Slumping Bruins Escape February

By Wayne Whittaker, Boston Bruins Correspondent

If the Boston Bruins are going to once again lift Lord Stanley’s Cup this June, these are the players that will need to get the job done.

With the trade deadline now in the rear view mirror, Boston entered the regular season home stretch with a 1-0 loss against the Ottawa Senators.  And with it, they somehow escape the month of February still leading the Northeast Division.

Tim Thomas (SlidingSideways/Flickr CC)

It was a month in which the Bruins were proven to be mortal. Inconsistent, and at times just uninspired play allowed the New York Rangers to all but wrap up the #1 seed in the Eastern Conference.

Meanwhile the Bruins started to feel the heat from the surprising Senators.

General manager Peter Chiarelli was as conservative as ever at the trade deadline, opting to add a few depth players instead of attempting a blockbuster.

Former Bruin Brian Rolston, Greg Zanon, and Mike Mottau aren’t exactly the names that were popping up the rumor mill, but they’re all veteran players who could pay dividends if the injury bug makes its way through the Boston locker room.

But while Patrice Bergeron was right in his proclamation that the Bruins weren’t waiting for a savior, their play still suggests that they could be waiting for something to come along and save them.

Call it the “dog days of winter”, or the Cup Hangover 2, but whatever it is, it’s got a hold of the Bruins’ offensive weapons.

In the shortened month of February, Boston was shut out five times. They failed to score more than two goals on eight separate occasions. Their power play has returned to its more familiar, dismal pace. The shots may be piling up, but the actual quality scoring chances have been hard to come by.

Granted, Nathan Horton and Rich Peverley are currently on the shelf, but realistically it’s not their absence causing the Bruins scoring woes. It’s a lack of execution on the part of the players on the ice.

Too many times Boston has been caught flat-footed and straight legged. The willingness they showed to go into the gritty areas of the ice for puck battles has been absent since their Stanley Cup rematch against the Vancouver Canucks in early January.

For the 17th time in 21 games, the Bruins entered the 3rd period on Tuesday without a lead. This is not winning hockey, and it’s not Boston Bruins Hockey in the terms this team has defined.

During the 2009-2010 season, the Bruins were in a funk. It turned out to be a season-long-funk that could occasionally camouflage its symptoms, but a funk nevertheless. Marc Savard admitted that the team was just waiting for the playoffs, wishing that there were a fast-forward button.

Come May, the Bruins were looking to press rewind. Once the playoffs finally arrived, the bad habits that Boston had established over 82 regular season games (with a little help from the aforementioned injury bug) came back to haunt the Bruins and rob them of their Stanley Cup aspirations.

Thankfully, this year’s club has established pretty good habits thus far- that being said, there is no “On” switch that can be pressed at their leisure. In the next 20 games, the Bruins goal has to be to find more consistent play.

There are some new faces in the locker room, and with them come new challengers for roster spots.

Bubble players like Joe Corvo now have tangible evidence that their starting jobs are in jeopardy, and that should bring the best in them.

Boston has to be happy to get out of February. With the playoffs now in sight, this would be a good time to once again start playing like the Bruins.

Coach Claude Julien’s message has to be “a fresh start and move forward” in the month of March.

While Tim Thomas groups the Bruins recent slump as a two month period, when it comes to wiping the slate clean the goaltender says, “I haven’t thought of it that way, at all. But it’s certainly one thing we could do. I’ll take it.”

**Extracted records**

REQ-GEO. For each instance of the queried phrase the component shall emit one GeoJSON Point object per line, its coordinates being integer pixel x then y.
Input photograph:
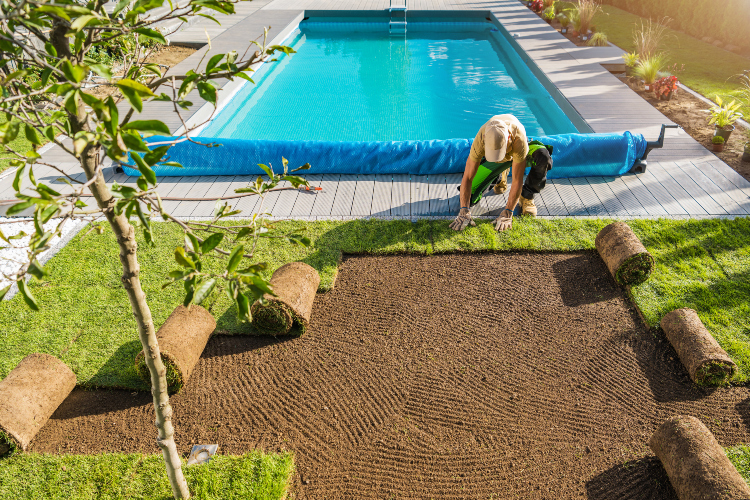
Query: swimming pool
{"type": "Point", "coordinates": [352, 81]}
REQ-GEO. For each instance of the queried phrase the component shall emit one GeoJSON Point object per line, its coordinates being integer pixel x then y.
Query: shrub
{"type": "Point", "coordinates": [724, 114]}
{"type": "Point", "coordinates": [630, 59]}
{"type": "Point", "coordinates": [648, 37]}
{"type": "Point", "coordinates": [648, 69]}
{"type": "Point", "coordinates": [663, 86]}
{"type": "Point", "coordinates": [586, 10]}
{"type": "Point", "coordinates": [598, 40]}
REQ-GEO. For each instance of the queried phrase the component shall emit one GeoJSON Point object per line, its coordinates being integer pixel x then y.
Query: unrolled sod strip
{"type": "Point", "coordinates": [29, 395]}
{"type": "Point", "coordinates": [625, 256]}
{"type": "Point", "coordinates": [695, 463]}
{"type": "Point", "coordinates": [182, 339]}
{"type": "Point", "coordinates": [295, 285]}
{"type": "Point", "coordinates": [706, 362]}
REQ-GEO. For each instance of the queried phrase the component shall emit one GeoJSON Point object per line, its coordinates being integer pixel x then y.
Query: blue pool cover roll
{"type": "Point", "coordinates": [575, 155]}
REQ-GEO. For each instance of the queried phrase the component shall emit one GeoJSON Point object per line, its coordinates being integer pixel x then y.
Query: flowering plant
{"type": "Point", "coordinates": [663, 86]}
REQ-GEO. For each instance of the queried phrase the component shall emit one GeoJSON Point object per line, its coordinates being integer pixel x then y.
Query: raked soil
{"type": "Point", "coordinates": [510, 375]}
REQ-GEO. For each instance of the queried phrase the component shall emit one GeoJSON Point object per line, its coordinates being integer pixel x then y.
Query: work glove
{"type": "Point", "coordinates": [462, 220]}
{"type": "Point", "coordinates": [505, 221]}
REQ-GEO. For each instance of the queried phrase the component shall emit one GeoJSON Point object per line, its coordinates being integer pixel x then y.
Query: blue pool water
{"type": "Point", "coordinates": [360, 84]}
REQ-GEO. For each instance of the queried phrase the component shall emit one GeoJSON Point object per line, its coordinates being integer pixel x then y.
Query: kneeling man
{"type": "Point", "coordinates": [501, 139]}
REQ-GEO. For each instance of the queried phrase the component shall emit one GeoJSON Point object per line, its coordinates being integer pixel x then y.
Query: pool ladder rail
{"type": "Point", "coordinates": [397, 25]}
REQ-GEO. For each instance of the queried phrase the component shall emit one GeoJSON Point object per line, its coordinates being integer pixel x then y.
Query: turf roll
{"type": "Point", "coordinates": [182, 339]}
{"type": "Point", "coordinates": [706, 362]}
{"type": "Point", "coordinates": [695, 463]}
{"type": "Point", "coordinates": [625, 256]}
{"type": "Point", "coordinates": [295, 285]}
{"type": "Point", "coordinates": [29, 395]}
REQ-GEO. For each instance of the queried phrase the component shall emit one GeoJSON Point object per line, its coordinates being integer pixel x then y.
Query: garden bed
{"type": "Point", "coordinates": [524, 373]}
{"type": "Point", "coordinates": [691, 114]}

**To do**
List every team other than the Bruins that the article on the Bruins' February names. None of the items is needed for what follows.

**Exercise solution**
Ottawa Senators, New York Rangers, Vancouver Canucks